**Selection:**
The New York Times Book of World War II, 1939-1945
Page 101
The Mussolini decrees, said to be signed by the former Premier, were read over the German radio station Zeesen. They were read, not by Mussolini but by Alessandro Pavolini, former Italian Propaganda Minister, who was named in one of the decrees as “temporary secretary” of the new Fascist party.
A short time later the Italian agency Stefani, now under German control, broadcast a dispatch containing an ordinance signed by Calvi di Bergolo naing Dr. Augusto Rosso, former Ambassador to the United States, as Commissioner of the Foreign Ministry, to replace Raffaele Guariglia, the Badoglio Foreign Minister.
A Swiss broadcast, also reported to the OWI, said that Signor Guariglia had been placed under arrest in Rome and that other Ministers of the legal Cabinet still in Rome also were reported under arrest.
The Stefani broadcast listed these appointments by Calvi di Bergolo in addition to that of Rosso:
Presidency of the Council of Ministers—Dr. Gian Giacomo Bellazzi.
Interior—Dr. Lorenzo Lavia.
Italian Africa—Dr. Enrico Cerulli.
Administration of Justice—Dr. Giovanni Novelli.
Finance—Dr. Ettore Cambi.
National Education—Dr. Giuseppe Guistini.
Public Works—Engineer Paolo Saltino.
Agriculture—Professor Vittorio Ronchi.
Communications—Engineer Luigi Velani.
Industry and Commerce—Dr. Ernesto Santoro.
Popular Culture—Dr. Armedeo Tosti.
Foreign Currency and Exchange—Dr. Francesco Cemonese.
War Production—Dr. France Liguori.
TEXT OF BROADCAST
The text of the alleged order of the day by Benito Mussolini as broadcast yesterday by the German Transocean news agency and recorded by The United Press in New York follows:
Order of the Day No. 1
To all loyal comrades in the whole of Italy: From today, Sept. 15, 1943, I again assume the supreme leadership of fascism in Italy.
Order of the Day No. 2
I appoint Allessandro Pavolini provisional secretary of the Fascist National party, which from today will be known as the Republican Fascist party.
Order of the Day No. 3
I decree that all military, political, administrative and educational authorities, as well as all others who were dismissed by the capitulation of the Government, shall immediately be reinstated.
Order of the Day No. 4
I decree the immediate re-establishment of all party organizations on which the following duties will be incumbent: (1) To actively assist the German armed forces that are fighting the common enemy on Italian soil; (2) to afford immediate and effective moral and material assistance to the people; (3) to revise the lists of party members with the aim of ascertaining the attitude taken by members toward the coup d’etat capitulation and dishonor and of inflicting exemplary punishment on cowards and traitors.
Order of the Day No. 5
I decree the re-establishment of all formations and special sections of the voluntary militia of national security. Mussolini.
SEPTEMBER 17, 1943
WAR PRISONERS AT WORK
110,000 Axis Men Are Filling Farm And Other Jobs
WASHINGTON, Sept. 16 (AP)—Many Axis prisoners in this country were being used to relieve manpower shortages, the War Department reported today, announcing that 110,000 of the nearly 141,000 captives were at work on farms and elsewhere.
The department said the war prisoners had helped relieve labor shortages in many States, adding:
“They have harvested peanuts in Georgia and South Carolina, tomatoes in Indiana, corn in Iowa, have picked cotton in Texas, dug potatoes in Missouri and worked on a variety of non-agricultural jobs in several sections. One group now is engaged in constructing a dam for flood control in Oklahoma.”

**Provided material:**
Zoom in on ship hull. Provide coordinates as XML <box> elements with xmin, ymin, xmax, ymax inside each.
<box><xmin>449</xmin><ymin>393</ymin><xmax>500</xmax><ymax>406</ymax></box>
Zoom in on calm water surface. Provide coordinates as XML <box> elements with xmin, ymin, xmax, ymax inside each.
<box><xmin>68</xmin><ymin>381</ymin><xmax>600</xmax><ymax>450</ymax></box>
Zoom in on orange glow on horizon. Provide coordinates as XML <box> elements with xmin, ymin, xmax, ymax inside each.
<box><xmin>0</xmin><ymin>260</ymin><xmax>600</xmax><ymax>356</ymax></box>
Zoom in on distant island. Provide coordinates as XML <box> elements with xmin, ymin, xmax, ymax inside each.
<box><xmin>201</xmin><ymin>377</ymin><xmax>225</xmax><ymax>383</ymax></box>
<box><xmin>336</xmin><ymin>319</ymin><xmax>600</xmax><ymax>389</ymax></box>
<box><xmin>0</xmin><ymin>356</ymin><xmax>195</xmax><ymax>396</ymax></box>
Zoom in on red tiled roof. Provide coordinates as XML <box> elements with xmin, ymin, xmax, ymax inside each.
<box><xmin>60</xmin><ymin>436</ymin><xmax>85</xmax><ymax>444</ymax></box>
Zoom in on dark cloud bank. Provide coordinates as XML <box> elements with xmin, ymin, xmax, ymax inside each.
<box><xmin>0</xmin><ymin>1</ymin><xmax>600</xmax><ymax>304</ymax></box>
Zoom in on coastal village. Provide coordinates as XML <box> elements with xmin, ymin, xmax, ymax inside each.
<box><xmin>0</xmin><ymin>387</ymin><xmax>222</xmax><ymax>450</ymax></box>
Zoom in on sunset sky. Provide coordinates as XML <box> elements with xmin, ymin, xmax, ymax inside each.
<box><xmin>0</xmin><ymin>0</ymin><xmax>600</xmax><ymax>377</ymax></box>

**Exercise set:**
[a] Repeat word for word the part of the wartime news excerpt that opens with the words containing "The Stefani broadcast" and closes with "Culture—Dr. Armedeo Tosti.".
[b] List every crop that the war prisoners are said to have harvested, picked or dug in the wartime news excerpt.
[c] Please pick up the wartime news excerpt after its final sentence and carry it on.

**Replies:**
[a]
The Stefani broadcast listed these appointments by Calvi di Bergolo in addition to that of Rosso:
Presidency of the Council of Ministers—Dr. Gian Giacomo Bellazzi.
Interior—Dr. Lorenzo Lavia.
Italian Africa—Dr. Enrico Cerulli.
Administration of Justice—Dr. Giovanni Novelli.
Finance—Dr. Ettore Cambi.
National Education—Dr. Giuseppe Guistini.
Public Works—Engineer Paolo Saltino.
Agriculture—Professor Vittorio Ronchi.
Communications—Engineer Luigi Velani.
Industry and Commerce—Dr. Ernesto Santoro.
Popular Culture—Dr. Armedeo Tosti.

[b] peanuts, tomatoes, corn, cotton, potatoes

[c]
All prisoners, except officers, may be required to work on projects having no direct relation to war operations under the terms of the Geneva convention. They receive 80 cents a day, the money being credited to them regardless of whether the work is done for a Federal, State or private contractor.
SEPTEMBER 19, 1943
PROPAGANDA BATTLE JOINED
We Try to Bolster Italian Morale, While the Germans Play Up Mussolini’s Rescue
By HAROLD CALLENDER
WASHINGTON, Sept. 18—The propaganda battle in the Mediterranean this week has been in its own way as intense and as continuous as the land, air and sea tussle around Salerno, each side making full use of its military achievements to encourage its own people and to depress the morale of the enemy.
The surrender of Italy was not only a great military achievement. It was—or so our propagandists like to think—partly a propaganda achievement, and it certainly was a propaganda opportunity. As such it was exploited to the full in broadcasts to Italy, Germany, the Balkans and Europe generally.
The theme of these Allied broadcasts this week has been that while Hitler has got Mussolini, the Allies have got the Italian fleet and thus in effect Increased their already overwhelming naval power by eliminating the only naval opposition in the Mediterranean and releasing surface ships for use elsewhere.
For the edification of Europeans generally our propagandists emphasized the value to the Allies of the air bases they hold or will capture in Italy, from which they can readily bomb within a radius extending to Central Europe, to which Germany has moved some of her war industries in order to get them out of the range of Allied bombers striking western Europe from Britain.
MORAL FOR GERMANS
In addressing the Germans, our broadcasters have dwelt upon the fact that the initiative is now on the side of the Allies who, first, by invading North Africa and then by moving into Sicily and Italy, themselves decided where the present major campaign would be fought. Moreover, the Germans are told, the geography of the present phase of the war favors the Allies because they have virtually the same sea communication lines to Italy that they had to North Africa, not more extended lines.
Meanwhile, continue the German-language broadcasters, the German forces in Italy are handicapped by having to get their reinforcements and supplies through mountain passes and along railways that can be bombed. Italy is described as a “sink hole” into which the Germans will drop, never to return.
In talks to Italy, where the Germans have instituted a reign of terror apparently worse than in France, the effort has been to sustain Italian morale—odd as that now sounds in the reversed situation—pending Italy’s liberation by the Allies, to turn fear of the Germans into hatred of them and resistance to them and to stimulate the normal Italian desire to get back at the Germans by sabotage.
The German propagandists also have had their innings this week and made their score, principally with the reports of the rescue of Mussolini and with the battle for Italy in which they have given the Allies a hard fight.
Their aerial salvage of Mussolini was depicted by the German radio as a great stroke, tantamount to a major military victory. Mussolini’s value to anybody appears at this stage highly doubtful. The Germans’ repulse of earlier Allied advances around Salerno was described as “a Dunkerque,” and that ominous story was heard and momentarily believed at least as far as Washington—which was a tribute to German propaganda, as obligingly relayed by American radio speakers.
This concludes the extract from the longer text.